**YOUR TASKS**
(a) In the excerpt on insurance subrogation, for what amount did Economy Fire and Casualty Company settle the fire loss claim with its insureds?
(b) Extend the excerpt on insurance subrogation past its final sentence, carrying on from the insurer's attempt to rescind the settlement and recover the proceeds.

**EXCERPT TO READ**
□ □ □ □ □

In the case of an accident, it is still important to stay in communication with the insurance company. Make sure all accidents are reported to the insurer in a timely manner, and let the insurer know if there should be any settlement or legal action. If a settlement occurs outside of the normal subrogation process between the two parties in a court of law, it is often legally impossible for the insurer to pursue subrogation against the at-fault party. This is due to the fact most settlements include a waiver of subrogation.
The doctrine of subrogation provides that if an insurer pays a loss to its insured due to the wrongful act of another, the insurer is subrogated to the rights of the insured and may prosecute a suit against the wrongdoer for recovery of its outlay. The right of an insurer to be subrogated to the rights of its insured is typically based upon:
- the terms of the policy of insurance; or,
- the right of equitable subrogation, i.e., by operation of law.
The typical property insurance policy provision relating to subrogation provides in pertinent part:
Subrogation. An insured may waive in writing before a loss all rights of recovery against any person. If not waived, we may require an assignment of rights of recovery for a loss to the extent that payment is made by us.
Common Law Principles
The common-law concept for subrogation by an insurer to the rights of its insured was designed to place ultimate responsibility for loss upon the wrongdoer, i.e., on whom in good conscience it should fall, and to reimburse the innocent party who is compelled to pay.
As a general rule, an insurer does not have a right of subrogation or indemnification against its own insured. More specifically, an insurer has no right of subrogation against its own insured for claims arising from the very risk for which the insured was covered.
In most instances, these separate and distinct rules respecting an insurer's right of subrogation, and respecting the prohibition against subrogating against an insured, do not conflict nor pose a problem for most insurers; nor, do they generally pose a problem for the typical insured who may be liable for a negligent act.
Moreover, subrogation rights are usually not at issue when an insurer is faced with a claim caused by the intentional act of its insured. Thus, in such instances the insurer will generally have a right to properly deny coverage because the loss, as required by most property policies, was not accidental, and because of the typical exclusion, under most policies, for intentional acts committed by an insured.
However, where the insured has intentionally caused damage to the insured property, and where the insurer is required to pay an innocent coinsured, the two above-mentioned rules of law conflict. Thus, in instances where an insured is guilty of fraud or deceit, and where an insurer has paid a claim to an innocent coinsured, the insurer will, as subrogee and contrary to the general rules of law, seek to recover from the tortfeasor-insured an amount equivalent to that paid the innocent coinsured.
Economy Fire and Casualty Co. v. Warren
For example, in Economy Fire and Casualty Company v. Warren, the plaintiff settled a fire loss claim with its insureds -- a husband and wife -- for $20,514.05. Within two months following the settlement of the claim, the insured-wife gave a written statement admitting to intentionally causing the fire to the insured dwelling. The insurer then sought to rescind the settlement agreement entered into with its insureds, and also sought restitution of the entire amount of proceeds paid towards the claim.

□ □ □ □ □

**PROVIDED MATERIAL**

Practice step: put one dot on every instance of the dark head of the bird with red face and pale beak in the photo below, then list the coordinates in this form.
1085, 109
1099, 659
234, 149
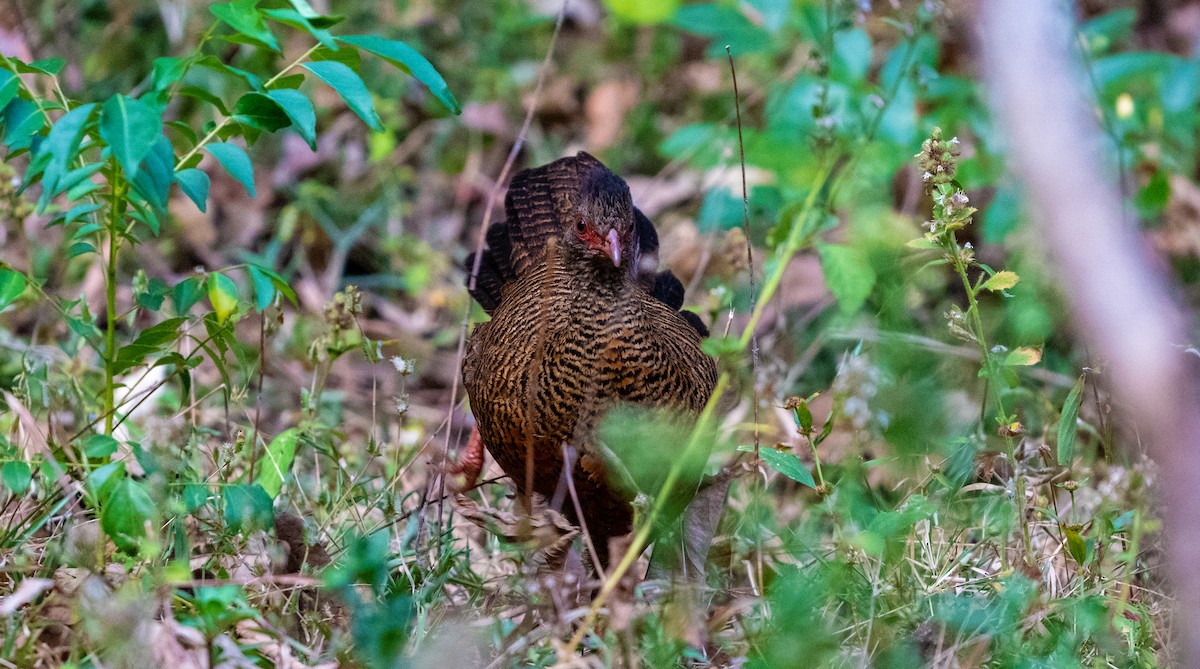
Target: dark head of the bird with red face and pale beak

□ □ □ □ □

**ANSWER SET**
(a) $20,514.05

(b)
The Court in Economy Fire concluded that the arson committed by the wife should not be imputed to the husband who was innocent of any wrongdoing so as to bar the husband's recovery. The Court held that the husband, as an innocent coinsured, was entitled to one-half of the insurance proceeds, and further held that the insurer was entitled to an equitable lien in its favor to the extent of the proceeds paid to the innocent coinsured. Economy Fire at 628, 390 N.E.2d at 364.
From an insured's perspective, Economy Fire stands for the proposition that an innocent coinsured is entitled to recover their proportionate share of insurance proceeds when, based upon a co-insured's intentional act, an insurer has a valid coverage defense against the non-innocent coinsured. Conversely, from an insurer's perspective, Economy Fire stands for the proposition that, when an insured breaches the terms of a policy by intentionally causing a loss, an insurer is entitled to an equitable lien in its favor to the extent of the proceeds paid to the innocent co-insured.
It is apparent that the court in Economy did not see the equity in allowing the innocent coinsured to be barred from recovery. Neither did they see the equity in forcing an insurer to pay insurance proceeds without allowing the insurer a chance to seek out the responsible party and make that party pay.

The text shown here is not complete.